# Data records

------------------------------------

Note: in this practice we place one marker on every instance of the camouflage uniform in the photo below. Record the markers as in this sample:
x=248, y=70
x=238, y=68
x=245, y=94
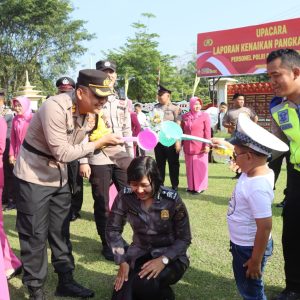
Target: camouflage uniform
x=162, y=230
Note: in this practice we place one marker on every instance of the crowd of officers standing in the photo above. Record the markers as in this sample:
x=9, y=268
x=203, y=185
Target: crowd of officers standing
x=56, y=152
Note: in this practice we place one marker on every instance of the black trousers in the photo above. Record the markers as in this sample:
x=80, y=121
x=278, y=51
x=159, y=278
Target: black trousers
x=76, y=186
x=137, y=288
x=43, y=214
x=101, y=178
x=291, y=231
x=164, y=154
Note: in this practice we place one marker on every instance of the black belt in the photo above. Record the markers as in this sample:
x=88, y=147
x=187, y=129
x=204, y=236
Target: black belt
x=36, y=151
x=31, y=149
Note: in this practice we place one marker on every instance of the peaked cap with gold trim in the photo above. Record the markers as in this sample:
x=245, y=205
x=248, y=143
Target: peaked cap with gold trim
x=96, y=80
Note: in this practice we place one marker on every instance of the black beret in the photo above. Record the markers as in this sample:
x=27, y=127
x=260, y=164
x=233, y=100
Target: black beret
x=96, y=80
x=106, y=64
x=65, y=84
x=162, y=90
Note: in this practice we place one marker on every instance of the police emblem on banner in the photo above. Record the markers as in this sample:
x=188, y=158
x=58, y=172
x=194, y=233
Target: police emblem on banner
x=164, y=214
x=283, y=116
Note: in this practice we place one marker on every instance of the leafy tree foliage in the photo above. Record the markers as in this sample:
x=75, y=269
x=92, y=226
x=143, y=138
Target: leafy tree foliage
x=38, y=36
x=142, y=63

------------------------------------

# Task objective
The required output is the listing above reproduced exactly, pictures removed.

# Output
Note: in this practice we place one marker on every instance of the camouflage uniform in the photo below. Record the markers as in this sample:
x=248, y=70
x=238, y=68
x=245, y=94
Target: camouflage uniform
x=162, y=230
Note: in this practice we place one marker on every instance of the crowd of officers standing in the photo above. Record the markers as in this sample:
x=9, y=268
x=203, y=185
Target: crowd of officers standing
x=56, y=152
Note: in this practice we place one marker on every instance of the black trousers in the photo above. Record the markers as in this sample:
x=80, y=121
x=278, y=51
x=159, y=278
Target: black trousers
x=76, y=186
x=137, y=288
x=43, y=214
x=101, y=178
x=291, y=231
x=164, y=154
Note: in this practice we place one marker on every instance of the black belt in the photo above. Record the markers as in this sample:
x=88, y=147
x=187, y=129
x=204, y=236
Target: black belt
x=36, y=151
x=31, y=149
Note: in this practice we place one marker on every instance of the peaked cap with gold trim in the photo above. Record the markers as in this sample:
x=245, y=205
x=248, y=143
Target: peaked cap with gold trim
x=96, y=80
Note: in this practice we place one marker on every instance of the black beret in the photo above. Record the markers as in this sample:
x=27, y=127
x=260, y=164
x=233, y=100
Target: black beret
x=96, y=80
x=106, y=64
x=65, y=84
x=162, y=90
Note: in this practice we place one marker on every instance of the police emblem on banner in the photo above. Record the markers as in this sample:
x=188, y=158
x=58, y=172
x=194, y=233
Target: police emblem on banner
x=164, y=214
x=283, y=116
Note: in this practice we place one marker on every instance of the leafy tree foliage in the photo above. Record the markers as in this sample:
x=75, y=269
x=92, y=226
x=143, y=138
Target: leafy tree foliage
x=38, y=36
x=142, y=63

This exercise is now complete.